= Records pointing to named objects =
** Start **
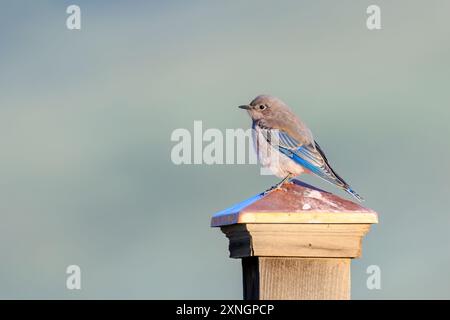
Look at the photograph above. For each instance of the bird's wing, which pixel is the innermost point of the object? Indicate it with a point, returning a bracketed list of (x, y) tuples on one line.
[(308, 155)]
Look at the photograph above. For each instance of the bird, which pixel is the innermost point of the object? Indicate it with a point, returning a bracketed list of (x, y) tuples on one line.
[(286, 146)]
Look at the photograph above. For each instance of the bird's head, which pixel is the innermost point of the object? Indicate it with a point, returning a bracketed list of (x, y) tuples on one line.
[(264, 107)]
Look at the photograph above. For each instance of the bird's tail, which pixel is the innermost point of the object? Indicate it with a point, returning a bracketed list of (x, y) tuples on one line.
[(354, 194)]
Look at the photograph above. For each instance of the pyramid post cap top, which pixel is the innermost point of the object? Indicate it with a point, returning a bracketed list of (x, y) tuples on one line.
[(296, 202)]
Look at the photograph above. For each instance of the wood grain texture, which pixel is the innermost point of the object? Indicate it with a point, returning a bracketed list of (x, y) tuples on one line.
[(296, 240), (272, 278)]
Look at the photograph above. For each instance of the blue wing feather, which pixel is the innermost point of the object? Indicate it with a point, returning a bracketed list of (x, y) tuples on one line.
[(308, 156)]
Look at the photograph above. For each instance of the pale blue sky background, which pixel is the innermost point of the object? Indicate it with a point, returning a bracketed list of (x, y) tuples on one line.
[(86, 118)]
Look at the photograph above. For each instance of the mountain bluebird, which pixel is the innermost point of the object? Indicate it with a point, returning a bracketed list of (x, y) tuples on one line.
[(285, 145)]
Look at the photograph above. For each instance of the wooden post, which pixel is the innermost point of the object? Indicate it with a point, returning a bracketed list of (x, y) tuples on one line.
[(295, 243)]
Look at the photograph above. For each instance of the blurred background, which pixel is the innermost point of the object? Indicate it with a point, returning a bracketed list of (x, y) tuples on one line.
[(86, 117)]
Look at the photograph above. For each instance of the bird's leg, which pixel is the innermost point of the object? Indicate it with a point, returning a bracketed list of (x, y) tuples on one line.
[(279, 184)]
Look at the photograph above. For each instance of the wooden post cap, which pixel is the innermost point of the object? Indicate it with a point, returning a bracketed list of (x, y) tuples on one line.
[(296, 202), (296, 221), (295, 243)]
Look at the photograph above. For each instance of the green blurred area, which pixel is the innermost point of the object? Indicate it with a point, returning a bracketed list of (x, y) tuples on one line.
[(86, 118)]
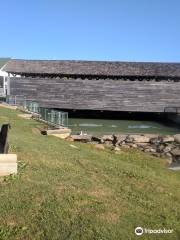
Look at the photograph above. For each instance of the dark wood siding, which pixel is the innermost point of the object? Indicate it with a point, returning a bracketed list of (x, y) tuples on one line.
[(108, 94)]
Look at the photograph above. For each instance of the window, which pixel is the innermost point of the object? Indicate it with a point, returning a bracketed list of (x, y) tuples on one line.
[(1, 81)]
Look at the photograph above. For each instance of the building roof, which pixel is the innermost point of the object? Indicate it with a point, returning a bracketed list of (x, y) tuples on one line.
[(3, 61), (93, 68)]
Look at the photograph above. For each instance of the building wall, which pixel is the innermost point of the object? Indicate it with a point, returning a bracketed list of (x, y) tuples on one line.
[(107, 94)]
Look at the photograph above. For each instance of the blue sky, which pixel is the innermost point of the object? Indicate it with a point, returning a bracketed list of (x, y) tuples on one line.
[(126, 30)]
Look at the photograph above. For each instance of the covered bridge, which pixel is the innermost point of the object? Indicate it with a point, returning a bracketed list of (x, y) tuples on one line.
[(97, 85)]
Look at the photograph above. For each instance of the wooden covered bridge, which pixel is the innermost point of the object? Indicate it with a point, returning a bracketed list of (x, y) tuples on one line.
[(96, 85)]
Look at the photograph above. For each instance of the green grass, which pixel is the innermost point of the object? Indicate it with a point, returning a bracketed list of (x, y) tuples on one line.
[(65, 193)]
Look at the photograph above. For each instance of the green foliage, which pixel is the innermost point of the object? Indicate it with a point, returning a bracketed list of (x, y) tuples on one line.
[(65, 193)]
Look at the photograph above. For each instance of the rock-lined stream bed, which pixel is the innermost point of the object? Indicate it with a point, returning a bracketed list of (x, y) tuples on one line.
** End **
= Stated exercise =
Format the lines from the one containing "Look at the photograph above. For each instance of the mountain" through the one containing "[(279, 184)]", both included, as a numbered list with blank lines omitted.

= Task answer =
1. Look at the photograph above. For each instance of the mountain bluebird, which pixel is the innermost point of the object? Indicate it with a point, returning a bracketed list of (x, y) tuples on one line.
2. [(285, 145)]
3. Look at the photograph above. For each instance of the wooden post, which pixel is the innermost point of the object? Indicate it with a point, returning a bracketed list of (x, y) tuples on one line.
4. [(295, 243)]
5. Look at the photograph above. For each instance of the blurred background, which pixel is the innermost point of the object? Indicate it with a point, returning a bracketed list of (x, y) tuples on one line.
6. [(86, 117)]
7. Look at the photograph above. For each instance of the bird's leg, which pixel is the innermost point of the object? Indicate it with a point, returning a bracketed list of (x, y) tuples on one line.
8. [(279, 184)]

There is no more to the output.